→ **Raw data**
·····

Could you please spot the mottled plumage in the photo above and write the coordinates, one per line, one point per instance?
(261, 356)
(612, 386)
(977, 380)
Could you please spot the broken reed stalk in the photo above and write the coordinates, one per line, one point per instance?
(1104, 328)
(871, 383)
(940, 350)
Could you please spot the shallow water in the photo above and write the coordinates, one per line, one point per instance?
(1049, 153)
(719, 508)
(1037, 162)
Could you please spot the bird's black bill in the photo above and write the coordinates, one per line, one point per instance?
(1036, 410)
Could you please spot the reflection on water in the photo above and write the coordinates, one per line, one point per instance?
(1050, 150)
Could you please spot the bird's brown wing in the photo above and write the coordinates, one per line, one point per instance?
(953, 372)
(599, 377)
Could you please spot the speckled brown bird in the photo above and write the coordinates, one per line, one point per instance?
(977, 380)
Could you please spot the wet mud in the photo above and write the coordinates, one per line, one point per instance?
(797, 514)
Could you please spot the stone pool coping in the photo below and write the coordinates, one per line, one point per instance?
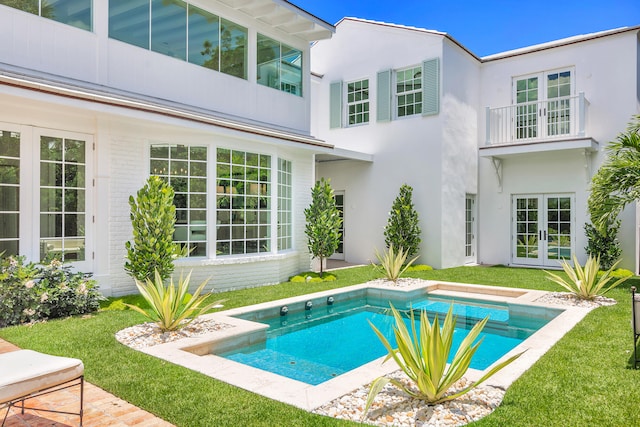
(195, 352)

·····

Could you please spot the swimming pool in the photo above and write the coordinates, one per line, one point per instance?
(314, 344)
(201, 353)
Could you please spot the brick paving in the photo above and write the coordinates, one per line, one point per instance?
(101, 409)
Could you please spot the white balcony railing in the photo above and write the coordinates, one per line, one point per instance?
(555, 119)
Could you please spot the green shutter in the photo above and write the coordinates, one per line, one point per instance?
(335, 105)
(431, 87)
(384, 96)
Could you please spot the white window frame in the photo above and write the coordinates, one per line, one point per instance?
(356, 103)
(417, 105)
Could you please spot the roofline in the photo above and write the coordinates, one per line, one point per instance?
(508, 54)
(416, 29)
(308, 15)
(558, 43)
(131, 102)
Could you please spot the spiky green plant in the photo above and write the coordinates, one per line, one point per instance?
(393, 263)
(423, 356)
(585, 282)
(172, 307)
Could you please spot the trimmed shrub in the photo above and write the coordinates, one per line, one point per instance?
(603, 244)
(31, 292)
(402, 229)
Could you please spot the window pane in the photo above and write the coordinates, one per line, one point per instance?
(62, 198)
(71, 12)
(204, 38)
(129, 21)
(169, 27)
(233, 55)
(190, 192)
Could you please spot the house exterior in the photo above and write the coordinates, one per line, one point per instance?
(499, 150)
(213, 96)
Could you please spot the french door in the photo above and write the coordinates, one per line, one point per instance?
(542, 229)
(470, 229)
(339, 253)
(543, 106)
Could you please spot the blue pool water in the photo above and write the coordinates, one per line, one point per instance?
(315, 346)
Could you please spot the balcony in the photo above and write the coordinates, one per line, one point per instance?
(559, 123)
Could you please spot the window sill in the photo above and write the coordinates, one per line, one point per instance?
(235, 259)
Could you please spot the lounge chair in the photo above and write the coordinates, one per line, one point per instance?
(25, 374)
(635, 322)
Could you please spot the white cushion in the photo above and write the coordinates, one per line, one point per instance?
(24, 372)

·····

→ **Required task**
Reproduce without alteration the lines of the data above, from the line containing "Could you please spot the broken" through the line containing "(1036, 410)", both lines included.

→ **Worked solution**
Could you please spot the broken reed stalk in the photo above and write the coordinates, one per line, one point per instance?
(1104, 328)
(871, 383)
(940, 350)
Could you please spot the shallow water in the photo above and write the coordinates, one per line, one point per instance?
(1049, 153)
(719, 508)
(1037, 162)
Could you please spot the bird's black bill in the photo above and write the coordinates, one per line, one point per instance?
(1036, 410)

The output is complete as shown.